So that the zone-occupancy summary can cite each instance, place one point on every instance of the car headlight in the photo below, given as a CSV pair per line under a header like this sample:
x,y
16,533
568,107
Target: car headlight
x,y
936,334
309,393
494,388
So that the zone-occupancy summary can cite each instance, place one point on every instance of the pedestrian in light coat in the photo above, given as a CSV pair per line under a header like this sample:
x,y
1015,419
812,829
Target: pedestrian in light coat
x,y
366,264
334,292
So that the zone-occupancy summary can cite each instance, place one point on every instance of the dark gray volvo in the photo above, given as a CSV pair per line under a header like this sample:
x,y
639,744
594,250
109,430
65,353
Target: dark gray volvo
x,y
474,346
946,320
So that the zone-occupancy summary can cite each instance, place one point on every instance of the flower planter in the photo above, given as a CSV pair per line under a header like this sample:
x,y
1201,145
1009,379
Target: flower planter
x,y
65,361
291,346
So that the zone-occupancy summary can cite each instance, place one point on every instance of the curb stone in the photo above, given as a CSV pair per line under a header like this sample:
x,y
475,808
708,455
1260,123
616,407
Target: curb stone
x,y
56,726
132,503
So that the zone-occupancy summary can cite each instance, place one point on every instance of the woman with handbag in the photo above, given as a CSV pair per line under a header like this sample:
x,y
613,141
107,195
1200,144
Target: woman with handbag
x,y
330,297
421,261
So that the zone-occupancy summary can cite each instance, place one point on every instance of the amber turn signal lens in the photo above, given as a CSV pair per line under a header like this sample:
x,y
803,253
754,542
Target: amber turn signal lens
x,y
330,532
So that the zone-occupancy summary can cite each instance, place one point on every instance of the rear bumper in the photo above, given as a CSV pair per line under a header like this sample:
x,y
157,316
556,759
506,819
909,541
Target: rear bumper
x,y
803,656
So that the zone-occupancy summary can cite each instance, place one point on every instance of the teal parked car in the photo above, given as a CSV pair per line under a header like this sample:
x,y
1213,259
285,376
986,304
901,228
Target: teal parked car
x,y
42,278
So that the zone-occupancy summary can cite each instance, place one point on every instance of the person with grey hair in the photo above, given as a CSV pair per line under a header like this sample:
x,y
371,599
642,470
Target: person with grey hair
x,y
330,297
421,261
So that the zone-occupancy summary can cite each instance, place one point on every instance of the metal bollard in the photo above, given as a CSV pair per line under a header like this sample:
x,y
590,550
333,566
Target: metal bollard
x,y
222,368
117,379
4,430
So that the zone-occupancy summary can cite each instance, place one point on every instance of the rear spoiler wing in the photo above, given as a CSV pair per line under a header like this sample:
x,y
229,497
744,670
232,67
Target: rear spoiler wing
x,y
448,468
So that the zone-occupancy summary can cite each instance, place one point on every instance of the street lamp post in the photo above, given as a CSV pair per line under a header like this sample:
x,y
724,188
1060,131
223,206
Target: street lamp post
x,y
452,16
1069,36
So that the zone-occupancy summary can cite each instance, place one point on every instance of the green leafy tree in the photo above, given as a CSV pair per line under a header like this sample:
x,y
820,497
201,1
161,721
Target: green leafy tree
........
:: Written instruction ::
The line containing "of the teal" and every line after it, through the end of the records, should be repeated exactly and alone.

:: Expected answer ::
So that the zone-occupancy summary can cite each instance, place one point on every instance of the teal parked car in the photo above, given as a CSV pair per line under a header like this sample:
x,y
1213,259
285,376
986,304
901,228
Target: teal parked car
x,y
42,278
So that the zone-occupancy summary can cite each instance, place one point on every instance of the person with grey hair in the photo above, given as a CSV pair per line under a header like this sample:
x,y
371,599
642,470
Target: person with grey hair
x,y
330,297
421,261
So that the zone-occupancy summary can cite each instance, place one point on every instance of the metal bollard in the photo above, given as a CSV pair per line under a header like this sample:
x,y
590,550
333,566
Target: metal bollard
x,y
222,368
117,379
4,430
So that the zone-occupancy summary can cite each instance, place one point on every instance of the rear spoiler wing in the photo above, given as a CSV pair per line under a header like this sample:
x,y
229,497
744,670
232,67
Target: rear spoiler wing
x,y
448,468
So that the zone-occupancy summary can cite each instance, place one point on every instance of the street lamp post in the photo above, given as a CSV pair per line under a header like this sample:
x,y
724,188
1060,131
223,206
Target: street lamp post
x,y
452,16
1069,36
So that the zone-occupancy summary can cite each instance, place one point on every instance of the green leafy tree in the photo above, given as a CSV pair per line under a header like this sample:
x,y
820,497
201,1
161,721
Target: green leafy tree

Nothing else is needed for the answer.